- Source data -
····················

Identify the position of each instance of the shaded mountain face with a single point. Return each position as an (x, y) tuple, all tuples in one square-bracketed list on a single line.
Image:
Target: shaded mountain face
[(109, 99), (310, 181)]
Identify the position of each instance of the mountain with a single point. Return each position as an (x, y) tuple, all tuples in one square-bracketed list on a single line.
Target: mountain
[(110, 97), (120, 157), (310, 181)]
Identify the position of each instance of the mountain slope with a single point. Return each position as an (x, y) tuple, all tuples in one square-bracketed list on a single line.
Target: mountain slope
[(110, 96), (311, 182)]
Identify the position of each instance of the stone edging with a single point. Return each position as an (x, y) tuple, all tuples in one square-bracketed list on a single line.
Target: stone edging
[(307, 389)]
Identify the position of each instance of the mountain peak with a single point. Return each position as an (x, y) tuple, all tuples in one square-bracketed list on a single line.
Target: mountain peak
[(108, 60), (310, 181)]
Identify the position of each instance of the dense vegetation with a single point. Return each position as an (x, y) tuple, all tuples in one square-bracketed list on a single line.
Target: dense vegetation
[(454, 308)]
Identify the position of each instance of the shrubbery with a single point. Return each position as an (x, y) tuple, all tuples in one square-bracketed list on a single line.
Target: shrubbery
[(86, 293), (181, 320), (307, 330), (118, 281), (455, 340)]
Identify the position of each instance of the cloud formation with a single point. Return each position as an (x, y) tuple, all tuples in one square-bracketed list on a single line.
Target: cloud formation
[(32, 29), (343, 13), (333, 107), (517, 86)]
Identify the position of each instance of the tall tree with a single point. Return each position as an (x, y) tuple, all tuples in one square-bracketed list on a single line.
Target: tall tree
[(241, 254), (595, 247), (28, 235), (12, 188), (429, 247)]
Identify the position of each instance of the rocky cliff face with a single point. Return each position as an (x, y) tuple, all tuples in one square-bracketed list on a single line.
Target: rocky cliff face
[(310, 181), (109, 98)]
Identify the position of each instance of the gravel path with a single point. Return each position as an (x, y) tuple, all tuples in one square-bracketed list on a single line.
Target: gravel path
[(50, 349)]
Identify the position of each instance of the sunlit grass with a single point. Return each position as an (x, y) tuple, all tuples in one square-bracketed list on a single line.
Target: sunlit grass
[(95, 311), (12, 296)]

····················

- Work to be completed -
Please reproduce, word for word, every line from the line with "Target: gravel path" to the final line above, including both ends.

- Completed task -
Target: gravel path
[(50, 349)]
Identify the position of each instance of the sunlit grass with a single point. Return each position as an (x, y) tuple, all tuples in one square-bracketed list on a single line.
Target: sunlit grass
[(95, 311), (12, 296)]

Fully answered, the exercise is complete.